[BEGIN QUOTED TEXT]

I have been using Training Center unfortunately if I'm using another computer it's not always available to me. That's the beauty of Web Based you can use them anywhere. Yes I know I still need the ANT agent etc.

I've used the workarounds...IMO you should be able to use Strava GPX files and it's irritating that it doesn't seem to work. I have a Premium Account and really like navigating through Strava, don't really use Garmin Connect. Way I see it, I should be able to just upload the Strava GPX File to Garmin Connect and convert it to a Course...easy simple.

Unfortunately it doesn't seem to work. I was hoping someone out there knew why and where the corruption was occurring.


----------



## canuck_tacoma (May 1, 2011)

So used GPSies to convert a Strava GPX file to Garmin TCX and Garmin Connect won't accept that either. You would think that these files would be standardized?


----------



## Harold (Dec 23, 2003)

There is a "standard" specification for .gpx files. But most upload sites have other specifications on top of that for data submitted there. Garmin does not like .gpx files that are not RAW untouched tracks.

Take this ride, for example. This is the raw track.


----------



## canuck_tacoma (May 1, 2011)

Did you lower the sampling rate on the Strava file? Doesn't look as accurate as the Garmin one. 

I've been looking at the files in Notepad and noticed they're text based. Can they be edited in Notepad as well?


----------



## canuck_tacoma (May 1, 2011)

Looked at your ride directly in Strava...has a higher resolution.


----------



## Harold (Dec 23, 2003)

canuck_tacoma said:


> Looked at your ride directly in Strava...has a higher resolution.


yes, on the embedded maps, Strava simplifies the track unless you zoom in. I think Garmin used to use some simplification, but I've noticed for awhile that they don't seem to be doing it anymore.

Yes, .gpx files can be edited in any text editor. If you understand the tag structure, you can manually edit anything there, from tweaking individual points, tweaking your times (), editing the headers, etc. If you can figure out what exactly it is that Strava is doing to the files, maybe you can force it to work. It certainly won't be the most streamlined way to do it.

[END QUOTED TEXT]

▶ **WHAT THIS EXERCISE ASKS**:
a – Answer these questions about the forum thread on Strava GPX files:
(i) What kind of Strava account does the first poster have?
(ii) Which tool did canuck_tacoma use to convert a Strava GPX file to Garmin TCX?
(iii) According to Harold, what does Strava do to the track on embedded maps unless you zoom in?
b – Write what comes next in the forum thread about Strava GPX files and Garmin Connect, picking up after Harold's last post.
The data after this forum thread about Strava GPX files plays no part here.

[BEGIN GIVEN DATA]

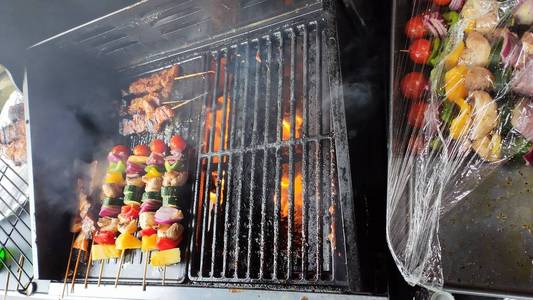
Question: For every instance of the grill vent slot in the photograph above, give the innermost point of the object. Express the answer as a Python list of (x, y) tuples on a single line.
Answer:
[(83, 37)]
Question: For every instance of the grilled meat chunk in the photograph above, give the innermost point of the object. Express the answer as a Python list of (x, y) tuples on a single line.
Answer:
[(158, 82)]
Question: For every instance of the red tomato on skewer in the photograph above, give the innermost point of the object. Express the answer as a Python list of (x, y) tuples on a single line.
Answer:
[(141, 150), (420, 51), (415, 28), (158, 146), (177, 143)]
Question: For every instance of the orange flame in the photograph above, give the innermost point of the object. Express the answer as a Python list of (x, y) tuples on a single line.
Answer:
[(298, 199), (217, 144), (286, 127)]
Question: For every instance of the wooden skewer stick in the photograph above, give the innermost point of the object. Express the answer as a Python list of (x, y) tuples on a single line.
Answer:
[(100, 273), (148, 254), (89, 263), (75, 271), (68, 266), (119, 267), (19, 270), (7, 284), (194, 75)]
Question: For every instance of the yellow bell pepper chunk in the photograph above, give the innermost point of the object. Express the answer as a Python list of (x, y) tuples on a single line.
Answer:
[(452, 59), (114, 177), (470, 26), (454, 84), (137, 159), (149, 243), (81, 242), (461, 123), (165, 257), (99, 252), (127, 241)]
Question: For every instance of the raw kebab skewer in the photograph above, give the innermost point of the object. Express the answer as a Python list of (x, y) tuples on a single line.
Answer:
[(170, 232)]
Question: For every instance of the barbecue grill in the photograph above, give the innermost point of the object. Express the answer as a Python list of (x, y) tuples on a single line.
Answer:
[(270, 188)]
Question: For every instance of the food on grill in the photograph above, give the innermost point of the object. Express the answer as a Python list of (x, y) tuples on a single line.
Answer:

[END GIVEN DATA]

▶ **ANSWERS PER TASK**:
a –
(i) A Premium Account.
(ii) GPSies.
(iii) It simplifies the track.

b –
----------



## canuck_tacoma (May 1, 2011)

NateHawk said:


> Yes, .gpx files can be edited in any text editor. If you understand the tag structure, you can manually edit anything there, from tweaking individual points, tweaking your times (), editing the headers, etc. If you can figure out what exactly it is that Strava is doing to the files, maybe you can force it to work. It certainly won't be the most streamlined way to do it.


Maybe someone else will chime in with a more streamlined way to do this. Or my options are:


Get a 800/810 with mapping and use the Strava GPX file directly on the device.
Only use routes that I can find on Garmin Connect and not use Strava GPX files...which will limit me and isn't what I'm looking for.
Continue converting the Strava GPX files with GPSies and using Training Center to upload the courses to my Forerunner.

Maybe I will submit a ticket with Strava and see if they have a better idea.


----------



## bme107 (Jul 23, 2008)

Have you tried to find the routes/trails you are looking for on ridewithgps? They have multiple file types you can download.


----------



## canuck_tacoma (May 1, 2011)

bme107 said:


> Have you tried to find the routes/trails you are looking for on ridewithgps? They have multiple file types you can download.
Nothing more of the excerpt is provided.